PASSAGE:

::::

Tough times: the social contract

I count myself lucky to have lived and worked in what, in retrospect, was a golden age for the United States.  When I came of age in the 1950s, I took it for granted that each decade would be better than the more before – that progress toward higher wages and more leisure was a law of nature.  There was an implied “social contract” – that if I was loyal to my employer, and did a good job, my employer would do his best to keep me employed at a decent wage.

I didn’t need to read Steven Greenhouse’s 2008 book, The Big Squeeze: Tough Times for the American Worker, to understand that this belief was an illusion.  Automatic progress is like getting something for nothing.  Things don’t get better unless people are doing things to make them better.

The golden age rested partly on the unique position that the United States enjoyed in the quarter century following World War Two, as the world’s only intact industry economy.  In college, we were taught about the problem of the world “dollar shortage.”  The problem was that the U.S. economy was so rich and productive that the rest of the world had almost nothing to sell that we Americans wanted to buy, and therefore had no dollars with which to buy products of American industry.  In this age of globalization, that seems like another world.

::::

DATA SECTION:
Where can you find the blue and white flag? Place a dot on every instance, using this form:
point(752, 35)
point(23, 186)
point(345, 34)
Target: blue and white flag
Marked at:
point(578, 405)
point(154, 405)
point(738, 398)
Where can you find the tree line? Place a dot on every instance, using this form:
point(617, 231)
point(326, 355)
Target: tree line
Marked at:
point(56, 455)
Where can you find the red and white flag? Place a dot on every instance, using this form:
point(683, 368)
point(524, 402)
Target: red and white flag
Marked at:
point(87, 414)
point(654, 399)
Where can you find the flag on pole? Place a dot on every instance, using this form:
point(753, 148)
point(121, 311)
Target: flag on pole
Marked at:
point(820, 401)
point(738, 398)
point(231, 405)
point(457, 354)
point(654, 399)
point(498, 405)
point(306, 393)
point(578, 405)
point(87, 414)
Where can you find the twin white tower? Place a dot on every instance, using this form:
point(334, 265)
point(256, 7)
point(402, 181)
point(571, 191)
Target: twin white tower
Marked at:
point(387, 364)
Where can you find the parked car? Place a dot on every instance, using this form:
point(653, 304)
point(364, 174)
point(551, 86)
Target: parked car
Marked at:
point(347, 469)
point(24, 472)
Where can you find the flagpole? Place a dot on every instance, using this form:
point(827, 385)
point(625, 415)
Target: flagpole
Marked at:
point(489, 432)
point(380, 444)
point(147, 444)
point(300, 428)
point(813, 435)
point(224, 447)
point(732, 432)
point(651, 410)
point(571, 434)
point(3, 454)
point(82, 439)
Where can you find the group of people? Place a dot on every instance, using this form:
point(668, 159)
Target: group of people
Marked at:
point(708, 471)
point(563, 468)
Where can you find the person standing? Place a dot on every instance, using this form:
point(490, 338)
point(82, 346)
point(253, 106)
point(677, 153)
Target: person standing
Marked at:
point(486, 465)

::::

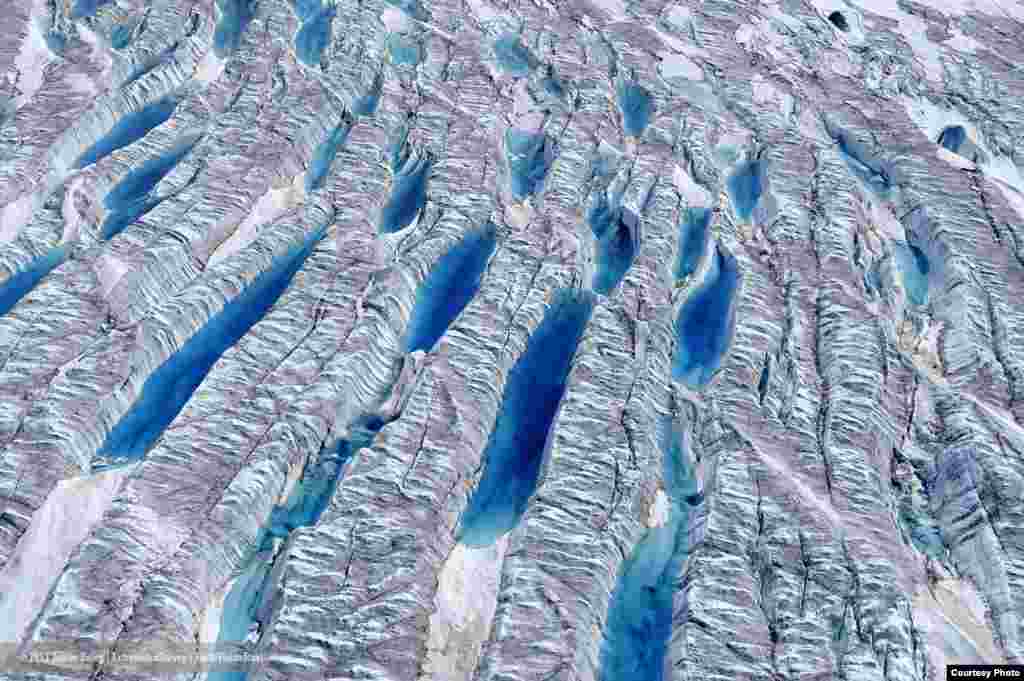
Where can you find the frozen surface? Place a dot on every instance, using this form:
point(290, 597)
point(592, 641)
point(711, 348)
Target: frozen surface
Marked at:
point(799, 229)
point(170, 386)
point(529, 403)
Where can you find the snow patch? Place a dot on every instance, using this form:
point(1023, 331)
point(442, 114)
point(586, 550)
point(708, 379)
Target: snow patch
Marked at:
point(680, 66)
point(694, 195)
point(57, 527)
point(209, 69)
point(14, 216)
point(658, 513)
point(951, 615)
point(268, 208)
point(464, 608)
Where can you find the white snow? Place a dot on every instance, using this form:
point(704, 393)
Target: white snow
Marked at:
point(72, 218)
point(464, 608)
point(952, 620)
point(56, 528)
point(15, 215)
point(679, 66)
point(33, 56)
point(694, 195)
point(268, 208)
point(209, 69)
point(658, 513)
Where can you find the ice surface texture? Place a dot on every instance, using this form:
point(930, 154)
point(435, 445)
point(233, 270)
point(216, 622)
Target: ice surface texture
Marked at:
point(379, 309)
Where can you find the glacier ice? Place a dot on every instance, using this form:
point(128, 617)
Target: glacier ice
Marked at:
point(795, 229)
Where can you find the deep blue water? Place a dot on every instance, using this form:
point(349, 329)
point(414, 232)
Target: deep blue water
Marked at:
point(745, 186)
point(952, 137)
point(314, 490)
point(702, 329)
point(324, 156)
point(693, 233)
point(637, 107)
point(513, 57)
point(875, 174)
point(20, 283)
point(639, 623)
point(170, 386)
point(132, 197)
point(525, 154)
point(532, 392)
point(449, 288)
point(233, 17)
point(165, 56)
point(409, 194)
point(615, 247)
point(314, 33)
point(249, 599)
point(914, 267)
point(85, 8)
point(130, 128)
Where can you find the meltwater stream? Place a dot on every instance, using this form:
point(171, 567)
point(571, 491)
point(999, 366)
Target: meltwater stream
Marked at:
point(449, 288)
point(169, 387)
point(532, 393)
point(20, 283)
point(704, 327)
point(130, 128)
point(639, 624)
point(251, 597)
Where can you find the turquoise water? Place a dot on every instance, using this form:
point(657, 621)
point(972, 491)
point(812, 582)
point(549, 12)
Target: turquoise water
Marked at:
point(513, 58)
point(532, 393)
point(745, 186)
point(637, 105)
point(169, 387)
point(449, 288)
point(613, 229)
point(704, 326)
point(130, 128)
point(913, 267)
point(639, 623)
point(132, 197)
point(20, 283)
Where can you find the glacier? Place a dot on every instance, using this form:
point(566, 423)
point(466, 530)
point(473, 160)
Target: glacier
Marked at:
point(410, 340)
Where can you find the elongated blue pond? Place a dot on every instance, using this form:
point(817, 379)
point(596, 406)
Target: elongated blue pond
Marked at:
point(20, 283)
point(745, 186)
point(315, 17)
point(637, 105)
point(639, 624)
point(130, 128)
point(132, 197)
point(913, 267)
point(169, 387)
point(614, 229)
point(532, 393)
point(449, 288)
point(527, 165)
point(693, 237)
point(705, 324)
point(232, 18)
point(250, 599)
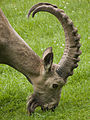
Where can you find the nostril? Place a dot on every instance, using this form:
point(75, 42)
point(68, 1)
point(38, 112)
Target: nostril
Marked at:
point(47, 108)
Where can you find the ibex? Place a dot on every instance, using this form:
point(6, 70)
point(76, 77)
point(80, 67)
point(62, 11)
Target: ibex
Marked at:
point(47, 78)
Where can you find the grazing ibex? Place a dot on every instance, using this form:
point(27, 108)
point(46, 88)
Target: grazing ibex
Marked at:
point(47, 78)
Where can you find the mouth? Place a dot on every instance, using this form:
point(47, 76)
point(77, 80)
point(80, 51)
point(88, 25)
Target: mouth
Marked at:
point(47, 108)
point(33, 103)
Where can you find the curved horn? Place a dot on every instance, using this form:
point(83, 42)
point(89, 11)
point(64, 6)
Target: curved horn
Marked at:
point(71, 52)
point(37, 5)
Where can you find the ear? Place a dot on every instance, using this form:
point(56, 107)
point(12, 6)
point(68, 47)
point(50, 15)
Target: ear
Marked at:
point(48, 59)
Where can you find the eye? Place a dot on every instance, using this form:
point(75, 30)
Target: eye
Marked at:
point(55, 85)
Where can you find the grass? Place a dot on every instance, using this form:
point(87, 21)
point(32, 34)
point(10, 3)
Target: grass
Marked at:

::::

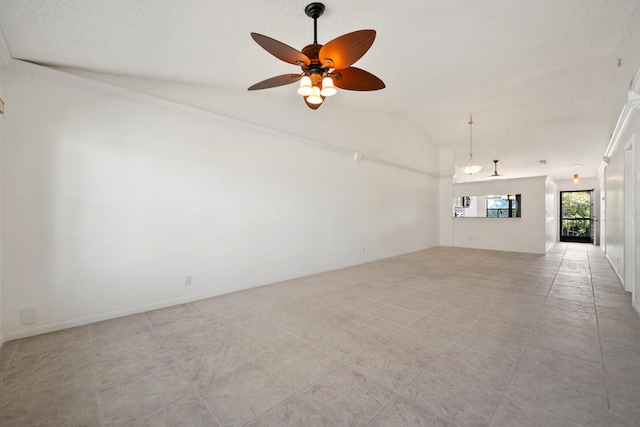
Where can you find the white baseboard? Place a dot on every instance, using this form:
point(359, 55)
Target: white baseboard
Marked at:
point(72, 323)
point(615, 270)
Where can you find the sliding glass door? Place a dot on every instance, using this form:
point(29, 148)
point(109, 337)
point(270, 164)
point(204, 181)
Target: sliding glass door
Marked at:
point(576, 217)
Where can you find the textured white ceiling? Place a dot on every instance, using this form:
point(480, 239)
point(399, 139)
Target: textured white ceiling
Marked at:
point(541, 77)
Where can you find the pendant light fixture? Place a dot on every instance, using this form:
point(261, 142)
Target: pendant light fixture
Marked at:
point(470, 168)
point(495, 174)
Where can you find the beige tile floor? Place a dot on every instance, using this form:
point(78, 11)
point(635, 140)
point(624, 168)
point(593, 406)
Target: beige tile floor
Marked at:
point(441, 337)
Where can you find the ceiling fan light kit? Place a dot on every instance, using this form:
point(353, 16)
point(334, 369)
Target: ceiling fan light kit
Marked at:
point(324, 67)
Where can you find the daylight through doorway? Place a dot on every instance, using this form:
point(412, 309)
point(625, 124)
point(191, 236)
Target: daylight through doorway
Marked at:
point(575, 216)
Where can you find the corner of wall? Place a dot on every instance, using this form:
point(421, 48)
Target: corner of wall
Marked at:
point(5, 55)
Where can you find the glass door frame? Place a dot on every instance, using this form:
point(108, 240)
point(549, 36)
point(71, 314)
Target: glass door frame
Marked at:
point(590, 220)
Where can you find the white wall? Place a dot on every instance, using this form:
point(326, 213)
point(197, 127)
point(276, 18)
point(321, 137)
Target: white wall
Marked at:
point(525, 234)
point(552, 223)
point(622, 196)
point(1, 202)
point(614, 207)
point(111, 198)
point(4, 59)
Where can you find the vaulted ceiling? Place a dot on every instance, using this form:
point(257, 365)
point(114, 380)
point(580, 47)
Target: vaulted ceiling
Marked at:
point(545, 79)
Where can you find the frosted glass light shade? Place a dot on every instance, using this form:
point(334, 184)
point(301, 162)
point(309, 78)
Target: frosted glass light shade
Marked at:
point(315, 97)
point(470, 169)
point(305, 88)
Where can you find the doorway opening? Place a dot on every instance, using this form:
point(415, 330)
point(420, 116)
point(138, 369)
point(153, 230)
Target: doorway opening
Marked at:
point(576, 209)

::::

WORK TO COMPLETE:
Pick up the essay on the American worker's social contract after its final sentence and keep writing it. The lines that come after the essay on the American worker's social contract are separate material.

REPLY TO THE EXERCISE:
The United States in the earlier era was not only a wealthy nation, but the wealth was spread around.  It was said in wonderment by visiting Europeans that you couldn’t tell an American’s social class by looking at him or her.  Prosperity was spread so widely that working people were well-fed and well-dressed.  This, too, was not a law of nature.  It rested on a balance of power between big business, organized labor and the government.

 

Industrial labor unions, whose right to bargain collectively was guaranteed by the government, negotiated improvements in pay, benefits and hours with big manufacturing companies.  Because of their position in the marketplace, they could afford to raise prices to pass along the costs.  The union wage tended to push wages up generally.  Few of us newspaper reporters were represented by strong unions, but it would have looked bad if our pay had been much below the members of the International Typographers Union.  Because of high wages, Americans could afford to buy the products of American industry.  It was a benign spiral upward, not a vicious spiral downward.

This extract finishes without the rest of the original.